⟨
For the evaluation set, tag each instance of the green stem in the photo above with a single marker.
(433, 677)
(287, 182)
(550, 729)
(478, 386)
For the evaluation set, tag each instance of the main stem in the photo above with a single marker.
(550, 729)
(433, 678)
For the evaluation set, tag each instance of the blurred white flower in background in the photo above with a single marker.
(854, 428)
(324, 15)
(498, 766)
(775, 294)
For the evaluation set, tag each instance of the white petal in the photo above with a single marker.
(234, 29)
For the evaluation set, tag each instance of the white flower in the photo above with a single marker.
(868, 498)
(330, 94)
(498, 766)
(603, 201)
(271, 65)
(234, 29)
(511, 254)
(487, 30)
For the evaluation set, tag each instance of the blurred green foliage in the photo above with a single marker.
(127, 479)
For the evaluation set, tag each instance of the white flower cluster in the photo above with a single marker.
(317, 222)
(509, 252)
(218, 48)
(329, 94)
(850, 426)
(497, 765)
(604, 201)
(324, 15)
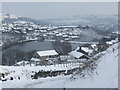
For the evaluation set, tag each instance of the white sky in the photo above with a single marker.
(45, 10)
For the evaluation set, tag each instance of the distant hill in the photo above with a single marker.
(10, 18)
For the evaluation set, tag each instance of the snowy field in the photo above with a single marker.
(104, 76)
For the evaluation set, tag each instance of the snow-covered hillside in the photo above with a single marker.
(104, 76)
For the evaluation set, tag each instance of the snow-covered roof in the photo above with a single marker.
(109, 42)
(2, 70)
(86, 49)
(94, 46)
(35, 59)
(76, 54)
(21, 62)
(47, 53)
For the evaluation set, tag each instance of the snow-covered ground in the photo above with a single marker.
(104, 76)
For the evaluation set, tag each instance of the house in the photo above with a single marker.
(43, 56)
(78, 55)
(22, 63)
(3, 74)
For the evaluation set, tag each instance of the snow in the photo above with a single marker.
(35, 59)
(47, 53)
(21, 62)
(104, 76)
(76, 54)
(86, 49)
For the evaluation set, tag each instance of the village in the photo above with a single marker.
(49, 63)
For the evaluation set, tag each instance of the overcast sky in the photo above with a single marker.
(41, 10)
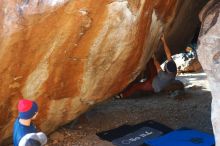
⟩
OBJECTIVE -
Output every line of the rows above as a JSON list of strings, one string per line, skipping blank lines and leaving out the pictures.

SOLUTION FOR THIS TASK -
[
  "For the evaluation set, tag each instance of the green stem in the photo above with a single marker.",
  "(433, 677)",
  "(287, 182)",
  "(550, 729)",
  "(478, 386)",
  "For the evaluation set, tag each instance of the main stem in the photo above with a single marker.",
  "(550, 729)",
  "(433, 678)",
  "For the evaluation set, tag each instance of the blurred white flower in background in the photo above with a single marker.",
  "(854, 428)",
  "(324, 15)",
  "(498, 766)",
  "(775, 294)",
  "For the evaluation set, tag each instance of the white petal in the photo above with a single marker.",
  "(234, 29)",
  "For the evaluation set, tag each instance of the white flower in the photo above with a single marker.",
  "(868, 498)",
  "(330, 94)",
  "(498, 766)",
  "(603, 201)",
  "(271, 65)",
  "(234, 29)",
  "(511, 254)",
  "(487, 30)",
  "For the evaluation set, tag each instance of the blurred green foliage in the photo above with a single marker.",
  "(127, 479)",
  "For the evaluation set, tag each instance of the white flower cluster in the photo above with a single marker.",
  "(317, 222)",
  "(509, 252)",
  "(218, 48)",
  "(329, 94)",
  "(850, 426)",
  "(497, 765)",
  "(604, 201)",
  "(324, 15)",
  "For the evaluation set, tag each instance of the white sky in the photo above with a single marker.",
  "(45, 10)",
  "For the evaluation set, tag each instance of the distant hill in the photo above with a single marker.",
  "(10, 18)",
  "For the evaluation set, tag each instance of the snowy field in the photo above with a single marker.",
  "(104, 76)",
  "For the evaluation set, tag each instance of the snow-covered hillside in the photo above with a single marker.",
  "(104, 76)",
  "For the evaluation set, tag each instance of the snow-covered roof in the photo above with a single marker.",
  "(109, 42)",
  "(2, 70)",
  "(86, 49)",
  "(94, 46)",
  "(35, 59)",
  "(76, 54)",
  "(21, 62)",
  "(47, 53)",
  "For the evaluation set, tag each instance of the snow-covered ground in the photo above with a single marker.",
  "(104, 76)",
  "For the evaluation set, tag each instance of the house in the photo above with a single marker.",
  "(43, 56)",
  "(78, 55)",
  "(22, 63)",
  "(3, 74)",
  "For the evaluation set, tag each instance of the snow in the photo above with a single marker.",
  "(35, 59)",
  "(47, 53)",
  "(21, 62)",
  "(104, 76)",
  "(76, 54)",
  "(86, 49)",
  "For the evaluation set, tag each instance of the village in the photo above with a single marker.",
  "(49, 63)",
  "For the evaluation set, tag each instance of the overcast sky in the photo above with a single marker.",
  "(41, 10)"
]